Data excerpts:
☆ ☆ ☆ ☆

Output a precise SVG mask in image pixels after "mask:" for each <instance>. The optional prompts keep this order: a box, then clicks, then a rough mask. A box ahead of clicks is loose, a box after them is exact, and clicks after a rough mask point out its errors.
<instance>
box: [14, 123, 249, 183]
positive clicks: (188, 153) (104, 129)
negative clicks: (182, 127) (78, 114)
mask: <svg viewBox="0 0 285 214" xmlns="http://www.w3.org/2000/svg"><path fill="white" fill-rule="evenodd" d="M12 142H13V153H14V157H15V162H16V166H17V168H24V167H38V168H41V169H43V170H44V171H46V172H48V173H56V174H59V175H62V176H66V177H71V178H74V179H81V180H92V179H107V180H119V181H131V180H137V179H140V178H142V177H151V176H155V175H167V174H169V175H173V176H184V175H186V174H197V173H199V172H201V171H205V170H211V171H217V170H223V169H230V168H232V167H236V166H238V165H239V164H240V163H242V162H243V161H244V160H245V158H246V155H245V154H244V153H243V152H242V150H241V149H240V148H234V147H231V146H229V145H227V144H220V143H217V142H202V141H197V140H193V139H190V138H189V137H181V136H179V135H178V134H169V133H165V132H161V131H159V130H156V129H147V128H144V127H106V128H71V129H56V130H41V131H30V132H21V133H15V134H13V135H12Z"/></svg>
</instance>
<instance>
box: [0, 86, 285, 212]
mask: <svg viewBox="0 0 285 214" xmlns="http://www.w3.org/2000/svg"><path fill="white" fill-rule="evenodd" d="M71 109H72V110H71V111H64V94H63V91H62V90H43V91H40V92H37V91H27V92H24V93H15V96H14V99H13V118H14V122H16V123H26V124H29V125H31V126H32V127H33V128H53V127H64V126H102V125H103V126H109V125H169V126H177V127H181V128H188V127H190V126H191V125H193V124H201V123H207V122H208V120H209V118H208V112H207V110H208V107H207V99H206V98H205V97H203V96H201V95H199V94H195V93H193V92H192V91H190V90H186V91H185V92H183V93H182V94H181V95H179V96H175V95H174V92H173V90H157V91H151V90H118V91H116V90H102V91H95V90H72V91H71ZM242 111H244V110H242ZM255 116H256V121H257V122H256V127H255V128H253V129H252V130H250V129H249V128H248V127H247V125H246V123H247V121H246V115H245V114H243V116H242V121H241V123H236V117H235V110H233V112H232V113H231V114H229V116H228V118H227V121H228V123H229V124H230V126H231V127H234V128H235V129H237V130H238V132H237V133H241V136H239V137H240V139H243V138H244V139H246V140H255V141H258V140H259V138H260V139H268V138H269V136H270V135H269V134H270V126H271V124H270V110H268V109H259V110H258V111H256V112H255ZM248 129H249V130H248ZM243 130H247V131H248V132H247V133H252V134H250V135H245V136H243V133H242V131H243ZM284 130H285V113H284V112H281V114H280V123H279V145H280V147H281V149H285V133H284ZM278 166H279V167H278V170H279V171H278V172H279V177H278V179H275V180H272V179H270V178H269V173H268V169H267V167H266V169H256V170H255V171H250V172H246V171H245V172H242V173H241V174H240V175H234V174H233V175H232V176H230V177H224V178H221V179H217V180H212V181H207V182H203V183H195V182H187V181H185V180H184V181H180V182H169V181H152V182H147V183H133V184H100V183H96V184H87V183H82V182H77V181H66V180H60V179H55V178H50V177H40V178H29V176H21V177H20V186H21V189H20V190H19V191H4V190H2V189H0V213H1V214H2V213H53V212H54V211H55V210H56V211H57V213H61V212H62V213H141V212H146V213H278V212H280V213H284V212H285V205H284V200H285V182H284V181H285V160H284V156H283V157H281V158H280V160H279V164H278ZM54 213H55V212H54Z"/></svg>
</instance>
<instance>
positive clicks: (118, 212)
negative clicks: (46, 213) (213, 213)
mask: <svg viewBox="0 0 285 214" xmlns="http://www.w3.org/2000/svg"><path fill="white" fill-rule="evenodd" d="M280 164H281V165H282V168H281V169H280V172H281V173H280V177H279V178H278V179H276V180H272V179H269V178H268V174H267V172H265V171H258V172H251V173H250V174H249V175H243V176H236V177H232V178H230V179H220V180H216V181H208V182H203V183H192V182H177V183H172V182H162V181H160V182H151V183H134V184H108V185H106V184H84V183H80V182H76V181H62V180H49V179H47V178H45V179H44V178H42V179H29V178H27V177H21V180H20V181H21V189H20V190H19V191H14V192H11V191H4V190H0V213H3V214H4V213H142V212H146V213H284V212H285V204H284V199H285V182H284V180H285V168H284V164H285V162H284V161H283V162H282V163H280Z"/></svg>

☆ ☆ ☆ ☆

Task objective: Scan the records for the word "positive". Copy each line where it turns up.

Written response:
positive clicks: (188, 153) (104, 129)
positive clicks: (118, 212)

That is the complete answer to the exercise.